__INSTRUCTIONS FOR THE TASK__
Copy only the part of the listing from the line with "Would you mind picking out the kitchen island in" up to and including the line with "<point>596,243</point>", keeping the request lines as they are and shifting every coordinate in the answer points up by 77.

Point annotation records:
◆ ◆ ◆ ◆

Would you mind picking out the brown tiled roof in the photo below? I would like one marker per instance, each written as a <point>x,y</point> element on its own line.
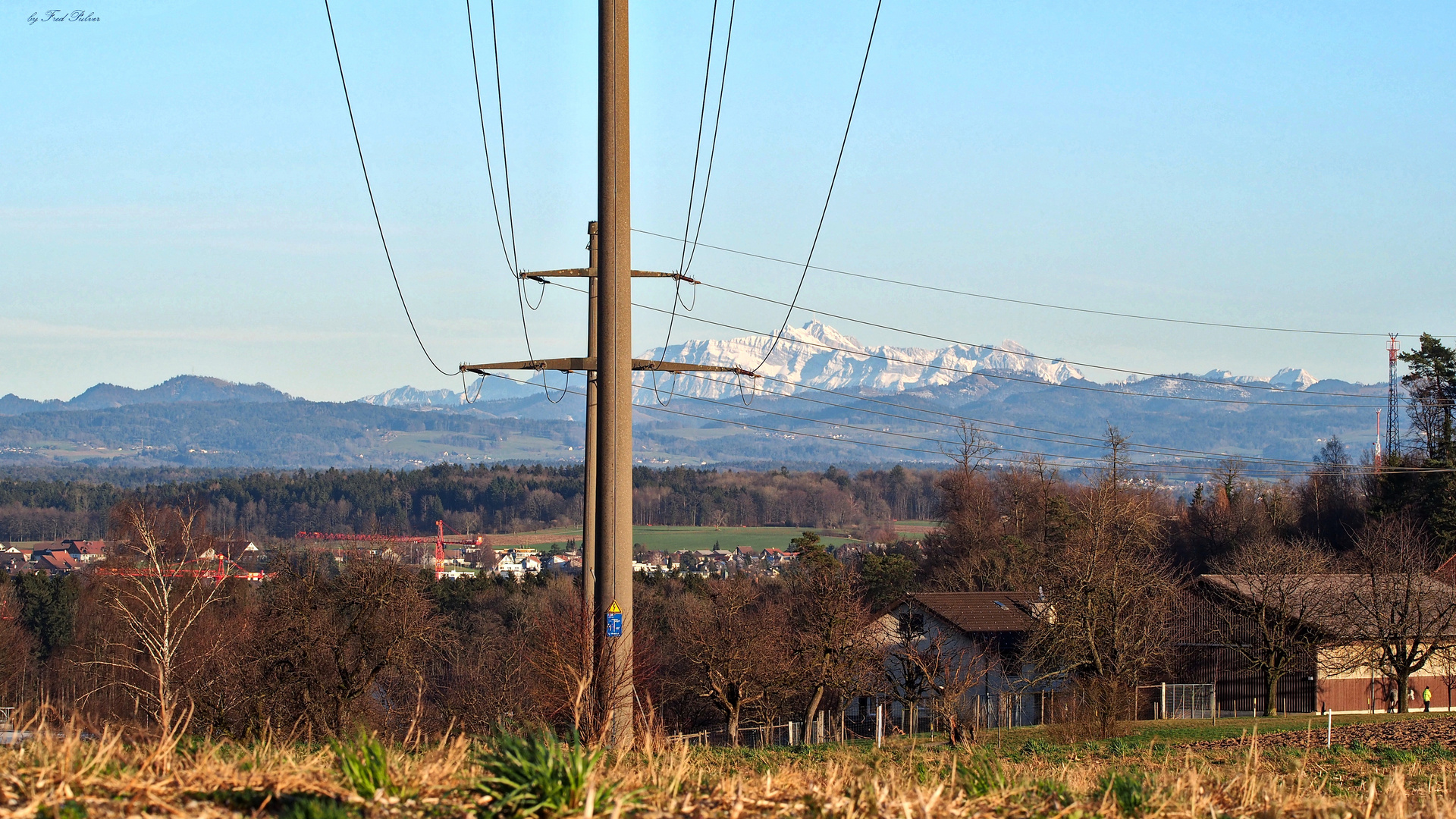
<point>88,547</point>
<point>979,611</point>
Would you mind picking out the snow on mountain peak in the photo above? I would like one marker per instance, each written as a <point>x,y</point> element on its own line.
<point>820,356</point>
<point>1293,378</point>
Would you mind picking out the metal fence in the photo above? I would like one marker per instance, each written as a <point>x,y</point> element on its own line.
<point>1185,701</point>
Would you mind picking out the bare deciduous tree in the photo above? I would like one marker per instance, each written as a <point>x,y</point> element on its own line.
<point>1273,599</point>
<point>728,639</point>
<point>946,670</point>
<point>158,595</point>
<point>1110,592</point>
<point>325,640</point>
<point>1394,607</point>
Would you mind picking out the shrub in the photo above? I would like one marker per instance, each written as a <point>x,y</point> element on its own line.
<point>541,776</point>
<point>1130,790</point>
<point>366,765</point>
<point>983,776</point>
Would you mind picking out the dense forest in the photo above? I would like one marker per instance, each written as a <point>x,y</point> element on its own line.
<point>472,499</point>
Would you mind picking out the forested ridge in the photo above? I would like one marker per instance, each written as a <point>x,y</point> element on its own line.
<point>471,499</point>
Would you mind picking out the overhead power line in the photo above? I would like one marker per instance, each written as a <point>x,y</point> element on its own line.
<point>1060,460</point>
<point>1079,441</point>
<point>1050,306</point>
<point>830,194</point>
<point>372,205</point>
<point>992,347</point>
<point>685,260</point>
<point>987,375</point>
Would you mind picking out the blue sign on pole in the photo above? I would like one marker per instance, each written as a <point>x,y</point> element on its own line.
<point>615,620</point>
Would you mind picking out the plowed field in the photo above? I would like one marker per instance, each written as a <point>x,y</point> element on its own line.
<point>1416,732</point>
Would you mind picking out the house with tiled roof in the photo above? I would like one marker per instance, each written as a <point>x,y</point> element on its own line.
<point>86,551</point>
<point>967,643</point>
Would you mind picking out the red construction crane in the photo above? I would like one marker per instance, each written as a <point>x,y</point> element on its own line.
<point>440,541</point>
<point>218,575</point>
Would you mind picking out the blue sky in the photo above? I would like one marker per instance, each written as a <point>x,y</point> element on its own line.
<point>181,190</point>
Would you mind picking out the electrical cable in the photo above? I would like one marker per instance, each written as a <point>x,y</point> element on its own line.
<point>370,188</point>
<point>1145,468</point>
<point>830,194</point>
<point>999,376</point>
<point>1002,376</point>
<point>510,253</point>
<point>993,349</point>
<point>1114,314</point>
<point>1084,441</point>
<point>490,174</point>
<point>506,156</point>
<point>686,261</point>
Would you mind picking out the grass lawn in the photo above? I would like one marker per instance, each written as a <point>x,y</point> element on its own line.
<point>758,538</point>
<point>674,538</point>
<point>1180,732</point>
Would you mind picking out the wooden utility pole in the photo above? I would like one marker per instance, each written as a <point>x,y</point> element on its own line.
<point>606,548</point>
<point>588,518</point>
<point>615,363</point>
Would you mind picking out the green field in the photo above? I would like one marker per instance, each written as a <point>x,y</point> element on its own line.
<point>758,538</point>
<point>674,538</point>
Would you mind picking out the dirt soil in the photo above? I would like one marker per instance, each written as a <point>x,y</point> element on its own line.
<point>1417,732</point>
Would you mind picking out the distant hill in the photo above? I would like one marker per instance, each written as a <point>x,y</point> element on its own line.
<point>883,407</point>
<point>484,388</point>
<point>172,391</point>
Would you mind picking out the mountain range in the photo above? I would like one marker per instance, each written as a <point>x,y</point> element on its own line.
<point>826,400</point>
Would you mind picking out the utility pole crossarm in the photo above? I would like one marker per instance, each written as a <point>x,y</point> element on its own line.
<point>590,365</point>
<point>590,273</point>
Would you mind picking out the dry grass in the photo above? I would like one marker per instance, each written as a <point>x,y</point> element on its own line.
<point>63,774</point>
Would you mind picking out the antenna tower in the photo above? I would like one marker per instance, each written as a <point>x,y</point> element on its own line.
<point>1392,410</point>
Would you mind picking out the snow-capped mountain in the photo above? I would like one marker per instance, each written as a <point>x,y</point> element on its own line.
<point>823,357</point>
<point>1289,378</point>
<point>1292,378</point>
<point>819,356</point>
<point>494,390</point>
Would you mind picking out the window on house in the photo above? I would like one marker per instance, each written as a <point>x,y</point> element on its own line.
<point>910,626</point>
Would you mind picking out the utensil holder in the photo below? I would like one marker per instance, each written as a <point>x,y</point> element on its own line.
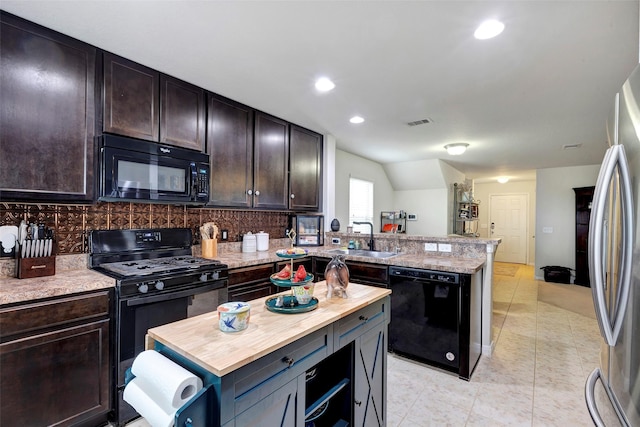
<point>36,267</point>
<point>209,248</point>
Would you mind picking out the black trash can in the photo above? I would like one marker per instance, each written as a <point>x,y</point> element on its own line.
<point>557,274</point>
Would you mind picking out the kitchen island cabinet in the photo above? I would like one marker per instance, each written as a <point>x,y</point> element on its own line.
<point>266,372</point>
<point>55,358</point>
<point>47,114</point>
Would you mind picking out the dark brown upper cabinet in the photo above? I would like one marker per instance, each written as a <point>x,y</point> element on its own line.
<point>230,148</point>
<point>270,162</point>
<point>131,99</point>
<point>305,169</point>
<point>182,114</point>
<point>47,114</point>
<point>143,103</point>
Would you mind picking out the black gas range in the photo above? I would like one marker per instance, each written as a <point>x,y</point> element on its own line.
<point>157,281</point>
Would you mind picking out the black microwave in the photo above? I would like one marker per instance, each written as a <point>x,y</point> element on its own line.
<point>139,171</point>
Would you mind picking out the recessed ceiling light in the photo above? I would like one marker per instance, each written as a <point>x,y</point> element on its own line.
<point>323,84</point>
<point>456,149</point>
<point>488,29</point>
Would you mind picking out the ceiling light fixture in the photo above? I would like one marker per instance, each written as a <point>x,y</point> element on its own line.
<point>456,149</point>
<point>488,29</point>
<point>323,84</point>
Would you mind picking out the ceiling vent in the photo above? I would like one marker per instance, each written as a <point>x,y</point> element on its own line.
<point>420,122</point>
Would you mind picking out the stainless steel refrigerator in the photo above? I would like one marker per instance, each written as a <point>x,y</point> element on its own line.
<point>612,391</point>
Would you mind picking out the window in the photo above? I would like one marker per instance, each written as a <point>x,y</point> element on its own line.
<point>360,203</point>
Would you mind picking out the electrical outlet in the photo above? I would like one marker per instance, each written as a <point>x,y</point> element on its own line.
<point>444,247</point>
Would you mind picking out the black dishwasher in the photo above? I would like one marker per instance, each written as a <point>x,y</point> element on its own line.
<point>436,318</point>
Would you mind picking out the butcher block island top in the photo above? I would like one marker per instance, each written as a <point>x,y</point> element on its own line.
<point>200,340</point>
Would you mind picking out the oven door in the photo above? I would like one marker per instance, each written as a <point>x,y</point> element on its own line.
<point>136,170</point>
<point>139,314</point>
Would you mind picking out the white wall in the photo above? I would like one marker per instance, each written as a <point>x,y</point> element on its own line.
<point>349,165</point>
<point>484,191</point>
<point>555,209</point>
<point>431,208</point>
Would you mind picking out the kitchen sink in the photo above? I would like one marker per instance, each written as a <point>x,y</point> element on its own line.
<point>363,252</point>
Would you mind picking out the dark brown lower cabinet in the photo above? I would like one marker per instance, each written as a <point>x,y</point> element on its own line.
<point>55,362</point>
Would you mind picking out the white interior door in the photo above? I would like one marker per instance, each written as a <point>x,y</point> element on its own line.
<point>508,218</point>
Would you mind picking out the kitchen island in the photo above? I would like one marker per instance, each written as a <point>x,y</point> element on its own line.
<point>285,366</point>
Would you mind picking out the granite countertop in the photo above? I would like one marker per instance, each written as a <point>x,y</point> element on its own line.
<point>64,282</point>
<point>72,274</point>
<point>424,261</point>
<point>200,340</point>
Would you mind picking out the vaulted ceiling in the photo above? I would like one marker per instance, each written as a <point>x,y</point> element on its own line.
<point>546,82</point>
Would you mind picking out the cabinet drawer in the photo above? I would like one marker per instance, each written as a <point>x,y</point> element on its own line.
<point>48,314</point>
<point>356,324</point>
<point>239,276</point>
<point>256,381</point>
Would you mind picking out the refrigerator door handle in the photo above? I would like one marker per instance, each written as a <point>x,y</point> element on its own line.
<point>589,397</point>
<point>615,160</point>
<point>596,243</point>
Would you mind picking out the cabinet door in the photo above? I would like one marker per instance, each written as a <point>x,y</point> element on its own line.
<point>47,113</point>
<point>230,146</point>
<point>305,166</point>
<point>281,408</point>
<point>60,377</point>
<point>182,114</point>
<point>370,378</point>
<point>271,157</point>
<point>131,98</point>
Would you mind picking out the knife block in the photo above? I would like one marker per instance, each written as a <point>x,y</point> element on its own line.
<point>36,267</point>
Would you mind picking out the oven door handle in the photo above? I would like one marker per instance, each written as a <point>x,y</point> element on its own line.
<point>175,295</point>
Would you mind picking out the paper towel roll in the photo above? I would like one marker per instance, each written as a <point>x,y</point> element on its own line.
<point>136,394</point>
<point>164,382</point>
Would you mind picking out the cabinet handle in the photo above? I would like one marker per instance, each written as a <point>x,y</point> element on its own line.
<point>289,361</point>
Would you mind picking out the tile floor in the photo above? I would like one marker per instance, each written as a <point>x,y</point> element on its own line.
<point>535,376</point>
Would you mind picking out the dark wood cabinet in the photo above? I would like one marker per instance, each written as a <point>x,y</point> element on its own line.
<point>270,162</point>
<point>55,359</point>
<point>47,114</point>
<point>143,103</point>
<point>182,114</point>
<point>230,147</point>
<point>131,98</point>
<point>584,197</point>
<point>305,168</point>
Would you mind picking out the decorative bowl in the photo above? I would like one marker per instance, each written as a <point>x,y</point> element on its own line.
<point>234,316</point>
<point>303,293</point>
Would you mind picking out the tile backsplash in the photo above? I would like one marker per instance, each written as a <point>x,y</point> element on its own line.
<point>72,223</point>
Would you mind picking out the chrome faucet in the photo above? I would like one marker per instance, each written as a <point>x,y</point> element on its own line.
<point>371,242</point>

◆ ◆ ◆ ◆

__SOLUTION FOR THIS EXERCISE__
Would you mind picking out the kitchen island in the photo above? I would like one marker per instance, each written as a <point>x,y</point> element on its own line.
<point>362,443</point>
Would you mind picking out the granite countertop in the photo above? I would like one marker per instance, each written as a <point>x,y</point> element on its own line.
<point>141,359</point>
<point>149,351</point>
<point>501,338</point>
<point>277,417</point>
Would you mind picking out the vaulted ceiling in the photo above? I would like one marker per instance, each written as a <point>x,y</point> element on its own line.
<point>623,159</point>
Would you mind picking out the cabinet drawer in the photo above? I would like one marker per instance, each written as a <point>x,y</point> element on its own line.
<point>125,391</point>
<point>433,401</point>
<point>316,353</point>
<point>333,458</point>
Would you mind picking out the refrigerator door handle in the photo above? I would like one marker per instance, each written as a <point>x,y</point> element on its own line.
<point>666,474</point>
<point>692,237</point>
<point>673,320</point>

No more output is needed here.